» Extract to read
++++++
For the first time, Mariah Carey is letting fans know she has bipolar disorder.
The singer revealed her 2001 diagnosis to People magazine in an article published Wednesday morning. The outlet reports that Carey, 48, received her diagnosis after being hospitalized for "a physical and mental breakdown."
“Until recently I lived in denial and isolation and in constant fear someone would expose me,” she told editor-in-chief Jess Cagle. “It was too heavy a burden to carry and I simply couldn’t do that anymore. I sought and received treatment, I put positive people around me and I got back to doing what I love — writing songs and making music.”
Carey said she thought she was suffering from a "severe sleep disorder."
“But it wasn’t normal insomnia and I wasn’t lying awake counting sheep. I was working and working and working," she said. "I was irritable and in constant fear of letting people down. It turns out that I was experiencing a form of mania.
"Eventually I would just hit a wall," she continued. "I guess my depressive episodes were characterized by having very low energy. I would feel so lonely and sad — even guilty that I wasn’t doing what I needed to be doing for my career.”
Carey now is in therapy and takes medication for bipolar II disorder, she said.
“I’m actually taking medication that seems to be pretty good," she said. "It’s not making me feel too tired or sluggish or anything like that. Finding the proper balance is what is most important.”
Someone with bipolar II experiences mood changes, but not the severe manic episodes someone with bipolar I would, according to the National Institute of Mental Health. Those with bipolar II may have the less intense hypomanic episodes.
Carey says she is motivated to share her battle in hopes of destigmatizing the diagnosis.
“I’m just in a really good place right now, where I’m comfortable discussing my struggles with bipolar II disorder," she says. "I’m hopeful we can get to a place where the stigma is lifted from people going through anything alone. It can be incredibly isolating. It does not have to define you and I refuse to allow it to define me or control me.”
Furthering the conversation, Carey shared the cover with her more than six million Instagram followers Wednesday morning. "I'm grateful to be sharing this part of my journey with you," she captioned the image.
Carey is not the only famous face publicly sharing their battle with the disorder. Demi Lovato shared her diagnosis in 2011 and following has become a mental health crusader, advocating for universal health care at the Democratic National Convention in 2016.
Actress Catherine Zeta-Jones revealed she had bipolar disorder in 2011 and reportedly sought treatment in 2013, which earned kudos from Carrie Fisher who also shared the diagnosis. "I love that she went in preventively," Fisher said following her own episode in 2013, "so that's going to be what I do from now on."
++++++
» Assigned task
In the article about Mariah Carey's diagnosis, what did Carey think she was suffering from before she learned she had bipolar disorder?
++++++
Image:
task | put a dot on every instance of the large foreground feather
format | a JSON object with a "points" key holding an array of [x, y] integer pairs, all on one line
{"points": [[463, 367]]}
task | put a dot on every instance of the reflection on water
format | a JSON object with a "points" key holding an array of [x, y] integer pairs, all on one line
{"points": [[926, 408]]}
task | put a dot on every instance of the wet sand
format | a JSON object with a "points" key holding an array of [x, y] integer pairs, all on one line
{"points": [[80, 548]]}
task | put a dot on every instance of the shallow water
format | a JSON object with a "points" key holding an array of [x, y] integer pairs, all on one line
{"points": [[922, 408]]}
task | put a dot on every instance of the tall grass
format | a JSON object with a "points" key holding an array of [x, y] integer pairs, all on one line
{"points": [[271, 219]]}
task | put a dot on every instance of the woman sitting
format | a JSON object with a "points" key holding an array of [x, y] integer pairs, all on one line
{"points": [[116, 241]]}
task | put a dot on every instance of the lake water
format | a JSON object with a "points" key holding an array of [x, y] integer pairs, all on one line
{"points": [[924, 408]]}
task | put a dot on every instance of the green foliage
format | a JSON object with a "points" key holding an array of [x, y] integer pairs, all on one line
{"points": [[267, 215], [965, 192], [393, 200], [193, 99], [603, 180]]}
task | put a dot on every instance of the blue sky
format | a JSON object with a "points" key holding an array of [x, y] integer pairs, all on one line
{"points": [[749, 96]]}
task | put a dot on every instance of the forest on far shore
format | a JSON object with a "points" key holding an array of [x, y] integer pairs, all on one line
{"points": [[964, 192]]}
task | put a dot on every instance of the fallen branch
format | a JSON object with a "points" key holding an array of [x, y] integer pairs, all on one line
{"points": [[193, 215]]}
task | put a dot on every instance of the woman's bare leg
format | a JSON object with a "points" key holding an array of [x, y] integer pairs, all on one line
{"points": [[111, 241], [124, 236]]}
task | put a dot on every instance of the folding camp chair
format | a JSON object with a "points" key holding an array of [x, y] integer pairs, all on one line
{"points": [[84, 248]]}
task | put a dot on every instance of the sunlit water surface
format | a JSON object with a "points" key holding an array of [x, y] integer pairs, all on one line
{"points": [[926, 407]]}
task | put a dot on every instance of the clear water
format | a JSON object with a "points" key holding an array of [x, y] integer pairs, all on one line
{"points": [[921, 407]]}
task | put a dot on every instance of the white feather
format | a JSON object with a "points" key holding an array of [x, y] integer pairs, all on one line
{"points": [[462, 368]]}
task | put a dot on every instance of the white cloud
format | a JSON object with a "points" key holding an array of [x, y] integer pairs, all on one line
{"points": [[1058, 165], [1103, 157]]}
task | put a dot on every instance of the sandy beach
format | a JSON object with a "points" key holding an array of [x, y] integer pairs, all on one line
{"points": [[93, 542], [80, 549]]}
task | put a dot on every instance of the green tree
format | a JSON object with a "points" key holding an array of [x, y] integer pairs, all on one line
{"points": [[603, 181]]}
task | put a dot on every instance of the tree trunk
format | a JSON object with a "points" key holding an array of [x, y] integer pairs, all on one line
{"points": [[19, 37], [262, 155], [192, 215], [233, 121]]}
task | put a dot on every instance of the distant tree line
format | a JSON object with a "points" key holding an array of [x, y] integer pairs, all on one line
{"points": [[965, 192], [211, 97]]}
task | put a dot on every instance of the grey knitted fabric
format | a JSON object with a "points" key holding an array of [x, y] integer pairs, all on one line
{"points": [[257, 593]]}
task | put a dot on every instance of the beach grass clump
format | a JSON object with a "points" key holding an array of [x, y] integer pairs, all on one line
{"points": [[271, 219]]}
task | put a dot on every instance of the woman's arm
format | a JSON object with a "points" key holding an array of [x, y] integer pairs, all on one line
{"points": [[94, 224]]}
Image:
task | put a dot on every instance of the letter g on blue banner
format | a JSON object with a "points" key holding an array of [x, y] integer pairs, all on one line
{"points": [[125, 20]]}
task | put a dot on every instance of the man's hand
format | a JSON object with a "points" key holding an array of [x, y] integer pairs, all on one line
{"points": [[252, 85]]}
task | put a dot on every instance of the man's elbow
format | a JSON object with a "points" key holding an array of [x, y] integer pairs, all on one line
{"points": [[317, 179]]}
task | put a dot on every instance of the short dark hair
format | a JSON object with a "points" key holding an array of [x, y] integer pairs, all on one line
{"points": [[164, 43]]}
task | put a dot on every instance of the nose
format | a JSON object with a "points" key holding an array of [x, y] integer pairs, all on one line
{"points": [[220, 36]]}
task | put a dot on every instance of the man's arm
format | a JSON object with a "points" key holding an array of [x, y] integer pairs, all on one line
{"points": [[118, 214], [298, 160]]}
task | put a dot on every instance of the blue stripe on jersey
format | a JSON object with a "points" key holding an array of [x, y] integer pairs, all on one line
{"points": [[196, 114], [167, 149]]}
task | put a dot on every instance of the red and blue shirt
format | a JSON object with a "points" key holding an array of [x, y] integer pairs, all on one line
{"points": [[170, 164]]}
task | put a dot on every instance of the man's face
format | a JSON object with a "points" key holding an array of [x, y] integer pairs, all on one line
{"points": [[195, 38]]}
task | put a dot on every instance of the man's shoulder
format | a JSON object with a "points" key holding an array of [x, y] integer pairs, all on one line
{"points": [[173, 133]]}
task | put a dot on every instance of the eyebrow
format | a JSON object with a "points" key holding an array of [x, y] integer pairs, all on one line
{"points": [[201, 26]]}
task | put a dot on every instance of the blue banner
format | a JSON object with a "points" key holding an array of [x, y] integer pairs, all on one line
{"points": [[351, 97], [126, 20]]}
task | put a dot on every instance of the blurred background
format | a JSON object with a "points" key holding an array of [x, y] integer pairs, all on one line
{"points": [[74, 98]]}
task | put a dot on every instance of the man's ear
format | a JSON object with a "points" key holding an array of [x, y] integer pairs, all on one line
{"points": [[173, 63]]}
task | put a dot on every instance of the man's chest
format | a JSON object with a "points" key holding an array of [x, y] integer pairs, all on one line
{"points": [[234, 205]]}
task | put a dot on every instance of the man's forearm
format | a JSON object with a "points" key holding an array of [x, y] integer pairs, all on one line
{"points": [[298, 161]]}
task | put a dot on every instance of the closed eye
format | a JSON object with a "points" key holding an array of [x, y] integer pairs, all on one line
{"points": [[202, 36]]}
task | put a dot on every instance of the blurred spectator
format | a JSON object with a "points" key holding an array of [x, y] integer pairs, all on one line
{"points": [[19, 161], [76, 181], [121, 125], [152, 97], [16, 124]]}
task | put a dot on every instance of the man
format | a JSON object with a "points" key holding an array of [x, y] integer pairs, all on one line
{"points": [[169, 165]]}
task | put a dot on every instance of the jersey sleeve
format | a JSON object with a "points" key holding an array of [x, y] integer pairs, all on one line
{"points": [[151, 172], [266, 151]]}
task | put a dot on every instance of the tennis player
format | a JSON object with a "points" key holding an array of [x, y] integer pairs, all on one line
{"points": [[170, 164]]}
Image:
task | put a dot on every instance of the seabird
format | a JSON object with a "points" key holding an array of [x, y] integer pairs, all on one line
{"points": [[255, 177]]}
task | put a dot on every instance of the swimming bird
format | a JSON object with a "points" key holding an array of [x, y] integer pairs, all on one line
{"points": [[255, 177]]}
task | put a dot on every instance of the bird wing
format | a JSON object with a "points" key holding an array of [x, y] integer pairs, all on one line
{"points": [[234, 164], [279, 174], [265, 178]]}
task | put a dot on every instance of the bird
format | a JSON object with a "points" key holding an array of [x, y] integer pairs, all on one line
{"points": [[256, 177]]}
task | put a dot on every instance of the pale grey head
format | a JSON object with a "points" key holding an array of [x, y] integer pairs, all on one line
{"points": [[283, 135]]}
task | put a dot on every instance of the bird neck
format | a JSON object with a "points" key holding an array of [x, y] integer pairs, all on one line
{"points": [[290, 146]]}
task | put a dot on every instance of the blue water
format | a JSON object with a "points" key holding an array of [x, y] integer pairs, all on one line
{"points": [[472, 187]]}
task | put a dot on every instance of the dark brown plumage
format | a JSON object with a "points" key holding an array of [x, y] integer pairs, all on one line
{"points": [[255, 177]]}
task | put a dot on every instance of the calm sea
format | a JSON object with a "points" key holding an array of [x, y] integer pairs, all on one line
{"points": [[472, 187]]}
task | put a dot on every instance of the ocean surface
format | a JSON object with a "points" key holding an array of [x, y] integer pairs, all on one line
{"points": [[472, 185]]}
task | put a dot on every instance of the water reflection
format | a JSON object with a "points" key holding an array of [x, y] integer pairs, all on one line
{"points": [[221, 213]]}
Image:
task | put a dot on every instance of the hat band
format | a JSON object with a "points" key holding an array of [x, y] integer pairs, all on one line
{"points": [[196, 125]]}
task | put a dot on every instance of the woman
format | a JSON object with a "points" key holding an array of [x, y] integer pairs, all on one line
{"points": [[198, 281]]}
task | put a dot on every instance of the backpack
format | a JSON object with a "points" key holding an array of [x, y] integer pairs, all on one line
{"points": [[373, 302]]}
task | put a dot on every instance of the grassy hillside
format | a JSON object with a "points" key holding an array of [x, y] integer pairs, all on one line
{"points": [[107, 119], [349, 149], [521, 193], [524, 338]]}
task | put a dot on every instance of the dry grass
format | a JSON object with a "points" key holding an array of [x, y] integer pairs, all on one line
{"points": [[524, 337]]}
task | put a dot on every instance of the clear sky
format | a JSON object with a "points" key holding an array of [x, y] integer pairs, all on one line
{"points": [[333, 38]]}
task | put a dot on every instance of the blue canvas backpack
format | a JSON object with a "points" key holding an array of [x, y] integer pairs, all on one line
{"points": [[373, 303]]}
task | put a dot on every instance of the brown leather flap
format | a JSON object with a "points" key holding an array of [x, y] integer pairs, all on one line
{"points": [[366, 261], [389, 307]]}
++++++
» Answer section
A severe sleep disorder.